======== TASK MATERIAL
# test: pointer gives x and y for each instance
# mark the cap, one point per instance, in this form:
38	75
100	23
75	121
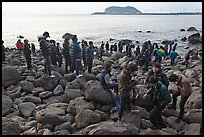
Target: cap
46	34
157	65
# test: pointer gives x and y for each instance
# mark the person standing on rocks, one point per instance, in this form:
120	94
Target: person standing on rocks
157	71
90	56
173	56
66	54
45	49
184	89
27	54
3	51
107	82
125	85
160	98
76	54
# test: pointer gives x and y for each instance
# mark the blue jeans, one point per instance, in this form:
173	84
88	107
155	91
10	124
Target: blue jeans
47	65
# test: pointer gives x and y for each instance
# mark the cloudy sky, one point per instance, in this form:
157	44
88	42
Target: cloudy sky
90	7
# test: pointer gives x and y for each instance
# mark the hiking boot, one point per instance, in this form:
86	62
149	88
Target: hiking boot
178	120
171	107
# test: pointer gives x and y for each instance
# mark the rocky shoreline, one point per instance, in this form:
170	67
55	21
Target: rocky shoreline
33	104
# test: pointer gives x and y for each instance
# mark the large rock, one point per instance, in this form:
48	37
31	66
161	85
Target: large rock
52	114
110	128
194	116
192	29
27	86
95	92
77	104
86	117
26	108
46	83
116	55
10	128
10	76
71	94
192	129
7	105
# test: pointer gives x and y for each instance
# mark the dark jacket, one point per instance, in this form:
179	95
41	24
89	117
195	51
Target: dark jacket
75	51
160	95
44	48
161	76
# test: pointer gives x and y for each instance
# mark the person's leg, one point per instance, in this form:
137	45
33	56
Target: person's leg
175	95
181	105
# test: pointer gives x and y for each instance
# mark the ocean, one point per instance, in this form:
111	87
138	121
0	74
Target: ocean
99	27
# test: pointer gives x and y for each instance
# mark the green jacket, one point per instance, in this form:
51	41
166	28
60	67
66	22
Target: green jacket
124	83
163	94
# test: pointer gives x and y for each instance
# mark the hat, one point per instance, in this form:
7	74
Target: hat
157	65
46	34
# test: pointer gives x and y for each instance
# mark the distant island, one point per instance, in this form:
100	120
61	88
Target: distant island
116	10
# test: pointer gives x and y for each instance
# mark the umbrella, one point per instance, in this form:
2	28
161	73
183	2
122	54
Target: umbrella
20	37
67	36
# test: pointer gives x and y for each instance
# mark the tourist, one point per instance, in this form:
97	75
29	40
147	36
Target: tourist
66	55
3	51
125	85
90	56
173	56
59	55
184	89
157	71
45	49
27	54
76	54
160	98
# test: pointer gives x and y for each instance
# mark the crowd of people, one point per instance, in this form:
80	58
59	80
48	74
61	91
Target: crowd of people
79	58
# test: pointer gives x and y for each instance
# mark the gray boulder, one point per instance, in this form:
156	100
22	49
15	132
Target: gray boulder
110	128
27	86
26	108
46	83
7	105
10	76
86	117
192	29
95	92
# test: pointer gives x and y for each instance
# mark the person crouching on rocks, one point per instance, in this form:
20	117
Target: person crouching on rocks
160	98
125	85
184	89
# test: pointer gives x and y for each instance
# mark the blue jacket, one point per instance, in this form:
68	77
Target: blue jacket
90	53
75	51
173	55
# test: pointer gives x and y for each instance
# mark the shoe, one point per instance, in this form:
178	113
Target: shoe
171	107
52	76
178	120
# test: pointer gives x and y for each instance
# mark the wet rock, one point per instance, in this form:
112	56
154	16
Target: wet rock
86	117
7	105
192	29
10	76
26	109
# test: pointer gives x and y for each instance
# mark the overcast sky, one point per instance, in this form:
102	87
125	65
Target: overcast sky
90	7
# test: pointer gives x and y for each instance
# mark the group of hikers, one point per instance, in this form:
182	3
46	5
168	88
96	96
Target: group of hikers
78	58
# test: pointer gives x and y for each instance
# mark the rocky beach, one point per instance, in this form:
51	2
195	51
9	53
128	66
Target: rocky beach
34	104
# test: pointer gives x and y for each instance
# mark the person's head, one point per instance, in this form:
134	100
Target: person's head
91	43
108	65
74	38
131	67
173	78
156	67
153	80
46	34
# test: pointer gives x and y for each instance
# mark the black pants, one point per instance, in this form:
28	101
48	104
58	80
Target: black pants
125	103
182	102
28	61
156	117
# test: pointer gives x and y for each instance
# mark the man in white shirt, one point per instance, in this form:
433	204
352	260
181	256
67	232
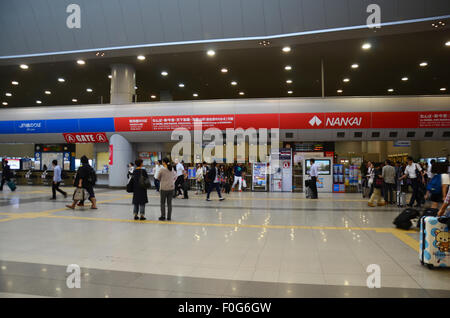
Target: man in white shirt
57	180
156	174
180	178
413	172
314	173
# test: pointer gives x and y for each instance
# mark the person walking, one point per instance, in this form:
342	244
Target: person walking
377	185
56	180
237	177
141	183
85	179
180	178
158	167
166	188
199	178
6	174
314	173
388	174
413	172
214	182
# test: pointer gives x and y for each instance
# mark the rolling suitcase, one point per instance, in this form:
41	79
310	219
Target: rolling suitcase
434	244
401	199
11	185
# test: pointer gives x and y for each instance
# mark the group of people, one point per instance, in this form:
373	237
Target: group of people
386	183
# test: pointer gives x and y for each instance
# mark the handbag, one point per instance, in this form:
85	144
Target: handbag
78	194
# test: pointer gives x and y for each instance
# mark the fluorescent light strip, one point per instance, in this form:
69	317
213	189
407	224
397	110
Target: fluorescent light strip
358	27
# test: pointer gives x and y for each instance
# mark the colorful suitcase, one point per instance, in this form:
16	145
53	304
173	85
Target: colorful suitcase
434	242
11	185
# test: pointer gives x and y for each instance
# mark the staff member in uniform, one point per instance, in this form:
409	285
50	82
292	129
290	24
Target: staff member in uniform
56	180
314	173
413	171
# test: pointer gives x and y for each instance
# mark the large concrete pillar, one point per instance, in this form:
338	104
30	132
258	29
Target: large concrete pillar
123	81
122	155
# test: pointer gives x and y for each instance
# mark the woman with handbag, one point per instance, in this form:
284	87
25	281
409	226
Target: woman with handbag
140	183
377	185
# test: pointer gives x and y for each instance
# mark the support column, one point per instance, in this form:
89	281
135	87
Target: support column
122	155
123	82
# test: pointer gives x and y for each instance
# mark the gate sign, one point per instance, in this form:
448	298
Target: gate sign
85	138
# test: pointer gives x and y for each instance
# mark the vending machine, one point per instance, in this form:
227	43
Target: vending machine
325	178
259	176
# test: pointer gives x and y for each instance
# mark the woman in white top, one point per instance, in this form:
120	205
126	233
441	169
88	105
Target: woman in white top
199	178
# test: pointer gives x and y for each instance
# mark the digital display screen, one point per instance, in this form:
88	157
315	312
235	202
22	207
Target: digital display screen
14	164
323	165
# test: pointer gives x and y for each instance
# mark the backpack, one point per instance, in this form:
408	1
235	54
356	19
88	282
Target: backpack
403	220
435	185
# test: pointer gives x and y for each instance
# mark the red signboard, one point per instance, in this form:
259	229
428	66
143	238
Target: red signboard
133	124
167	123
434	119
111	153
85	138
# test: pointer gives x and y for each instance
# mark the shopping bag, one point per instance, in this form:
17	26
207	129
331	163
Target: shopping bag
78	194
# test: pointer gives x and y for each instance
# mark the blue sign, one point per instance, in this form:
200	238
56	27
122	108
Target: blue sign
96	124
30	127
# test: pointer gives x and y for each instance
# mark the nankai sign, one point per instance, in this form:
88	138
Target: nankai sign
85	138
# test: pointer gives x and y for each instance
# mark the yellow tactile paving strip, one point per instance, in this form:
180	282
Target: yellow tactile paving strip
400	234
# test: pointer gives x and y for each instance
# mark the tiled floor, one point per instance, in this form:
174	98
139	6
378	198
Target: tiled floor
260	244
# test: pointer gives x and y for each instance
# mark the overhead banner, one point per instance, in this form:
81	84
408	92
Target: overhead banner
85	138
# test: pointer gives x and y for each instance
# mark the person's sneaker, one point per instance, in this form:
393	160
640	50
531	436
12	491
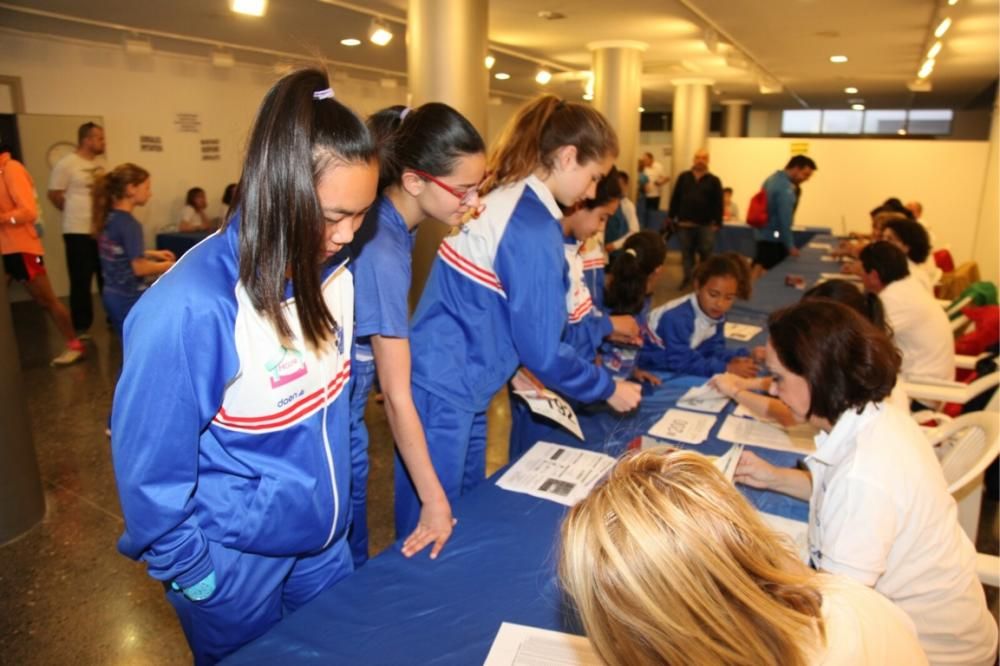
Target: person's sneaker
68	357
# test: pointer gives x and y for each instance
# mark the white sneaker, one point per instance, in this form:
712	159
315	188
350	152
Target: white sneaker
68	357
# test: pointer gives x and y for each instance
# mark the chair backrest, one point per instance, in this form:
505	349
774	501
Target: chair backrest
972	442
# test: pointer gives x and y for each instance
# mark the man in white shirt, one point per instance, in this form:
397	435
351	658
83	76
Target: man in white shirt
919	324
657	179
70	186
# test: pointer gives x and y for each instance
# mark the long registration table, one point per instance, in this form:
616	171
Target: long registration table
499	566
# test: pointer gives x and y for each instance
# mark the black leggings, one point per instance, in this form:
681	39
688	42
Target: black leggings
83	263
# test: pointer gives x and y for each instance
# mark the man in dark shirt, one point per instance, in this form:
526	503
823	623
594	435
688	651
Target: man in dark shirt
696	207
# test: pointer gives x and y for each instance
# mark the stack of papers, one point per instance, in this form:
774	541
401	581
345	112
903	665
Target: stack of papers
558	473
683	426
518	645
703	398
741	332
755	433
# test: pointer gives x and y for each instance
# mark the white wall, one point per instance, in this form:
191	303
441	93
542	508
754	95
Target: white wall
856	175
143	95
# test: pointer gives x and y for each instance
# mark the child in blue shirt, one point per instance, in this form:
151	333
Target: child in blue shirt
432	161
686	335
124	262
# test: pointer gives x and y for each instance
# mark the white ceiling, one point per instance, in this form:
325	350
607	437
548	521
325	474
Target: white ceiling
790	40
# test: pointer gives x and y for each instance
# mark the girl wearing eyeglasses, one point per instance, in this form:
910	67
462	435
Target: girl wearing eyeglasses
496	295
432	160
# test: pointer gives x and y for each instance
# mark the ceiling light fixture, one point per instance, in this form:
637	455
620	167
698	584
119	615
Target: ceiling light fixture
248	7
943	27
137	45
223	59
379	33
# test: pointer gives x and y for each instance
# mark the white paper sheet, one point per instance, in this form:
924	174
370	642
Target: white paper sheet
683	426
755	433
797	532
741	332
703	398
554	472
726	463
851	277
551	406
518	645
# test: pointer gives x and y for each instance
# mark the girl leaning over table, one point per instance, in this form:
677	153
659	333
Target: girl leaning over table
879	507
432	160
495	298
230	420
666	563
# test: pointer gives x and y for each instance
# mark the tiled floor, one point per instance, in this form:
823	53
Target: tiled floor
66	595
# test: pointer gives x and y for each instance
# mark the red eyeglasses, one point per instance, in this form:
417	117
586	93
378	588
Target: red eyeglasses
464	197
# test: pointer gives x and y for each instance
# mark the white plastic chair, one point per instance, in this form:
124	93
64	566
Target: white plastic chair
968	445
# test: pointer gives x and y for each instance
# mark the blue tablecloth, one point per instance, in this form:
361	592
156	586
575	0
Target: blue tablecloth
180	242
499	566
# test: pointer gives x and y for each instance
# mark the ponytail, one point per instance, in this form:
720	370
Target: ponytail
111	187
430	138
531	139
629	272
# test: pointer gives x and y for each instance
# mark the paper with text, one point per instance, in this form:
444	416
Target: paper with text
703	398
741	332
518	645
551	406
798	439
683	426
555	472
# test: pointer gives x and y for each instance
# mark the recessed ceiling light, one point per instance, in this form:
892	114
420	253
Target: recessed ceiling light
379	33
248	7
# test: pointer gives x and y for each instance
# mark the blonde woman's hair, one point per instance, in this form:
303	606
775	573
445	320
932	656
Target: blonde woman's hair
542	126
668	564
111	187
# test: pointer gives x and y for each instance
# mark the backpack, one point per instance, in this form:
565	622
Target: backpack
757	210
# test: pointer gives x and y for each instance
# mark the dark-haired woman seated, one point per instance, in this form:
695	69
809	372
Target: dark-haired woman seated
879	508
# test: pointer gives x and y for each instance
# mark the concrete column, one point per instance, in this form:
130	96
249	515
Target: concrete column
617	67
734	117
692	108
446	45
22	503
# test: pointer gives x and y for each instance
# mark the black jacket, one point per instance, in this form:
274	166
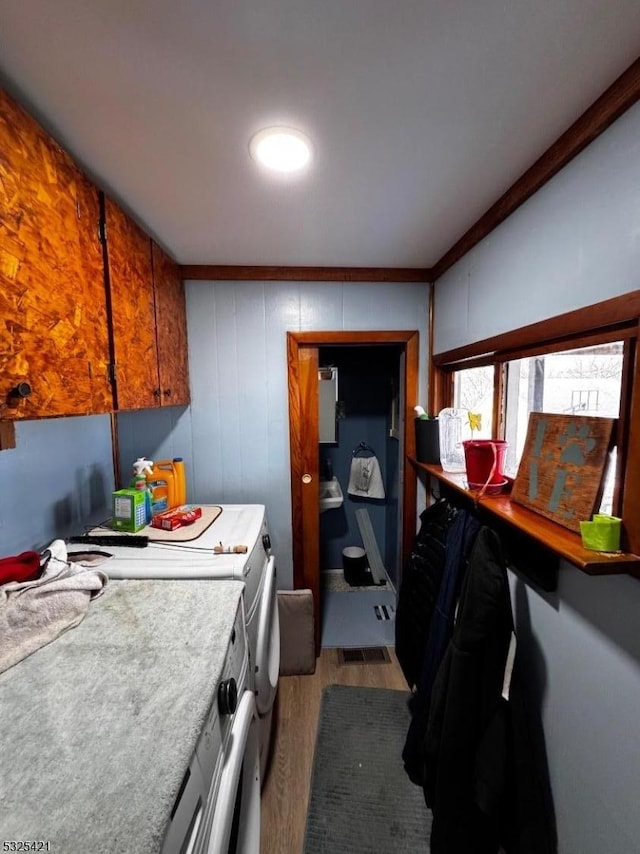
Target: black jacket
483	781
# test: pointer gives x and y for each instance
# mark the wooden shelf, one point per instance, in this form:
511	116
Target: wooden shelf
552	536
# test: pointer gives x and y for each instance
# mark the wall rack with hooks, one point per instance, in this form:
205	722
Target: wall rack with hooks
547	534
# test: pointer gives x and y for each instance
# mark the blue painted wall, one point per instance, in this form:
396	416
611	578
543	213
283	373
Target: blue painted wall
577	241
57	479
239	417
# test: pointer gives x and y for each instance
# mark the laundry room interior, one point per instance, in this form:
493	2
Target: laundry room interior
252	254
359	426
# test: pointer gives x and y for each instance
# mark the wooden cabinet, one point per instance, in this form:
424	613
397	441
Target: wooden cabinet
92	311
171	328
148	317
54	346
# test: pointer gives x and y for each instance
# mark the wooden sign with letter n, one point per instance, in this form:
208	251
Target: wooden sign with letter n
561	471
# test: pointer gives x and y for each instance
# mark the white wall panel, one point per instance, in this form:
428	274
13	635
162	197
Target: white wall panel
575	242
238	363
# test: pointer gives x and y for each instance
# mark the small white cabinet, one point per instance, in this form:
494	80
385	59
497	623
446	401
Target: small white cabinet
327	398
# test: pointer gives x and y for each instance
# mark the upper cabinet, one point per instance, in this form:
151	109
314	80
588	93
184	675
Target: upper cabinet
148	317
92	311
54	345
171	327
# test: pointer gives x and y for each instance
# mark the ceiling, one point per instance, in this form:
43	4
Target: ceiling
421	112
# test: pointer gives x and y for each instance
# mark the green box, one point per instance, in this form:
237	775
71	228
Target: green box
602	534
128	510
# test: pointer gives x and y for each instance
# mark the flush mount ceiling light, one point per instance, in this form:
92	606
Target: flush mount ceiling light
281	149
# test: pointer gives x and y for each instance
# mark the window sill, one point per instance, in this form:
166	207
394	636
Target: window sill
563	542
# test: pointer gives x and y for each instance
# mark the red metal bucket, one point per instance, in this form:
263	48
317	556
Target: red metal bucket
485	463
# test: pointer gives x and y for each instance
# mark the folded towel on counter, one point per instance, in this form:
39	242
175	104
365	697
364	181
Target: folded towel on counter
34	613
365	479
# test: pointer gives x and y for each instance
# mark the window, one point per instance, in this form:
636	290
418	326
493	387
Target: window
582	381
575	364
473	390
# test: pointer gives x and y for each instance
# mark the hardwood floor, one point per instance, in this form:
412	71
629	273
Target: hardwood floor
286	789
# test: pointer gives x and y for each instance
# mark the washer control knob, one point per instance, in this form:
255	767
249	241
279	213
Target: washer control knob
227	696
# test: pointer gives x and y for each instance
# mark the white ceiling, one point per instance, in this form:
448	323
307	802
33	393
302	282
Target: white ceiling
================
*SET PROBLEM*. Tally the lines in the rows above that contain the string "mount" and reply with that number alone.

*WRITTEN RESPONSE*. 2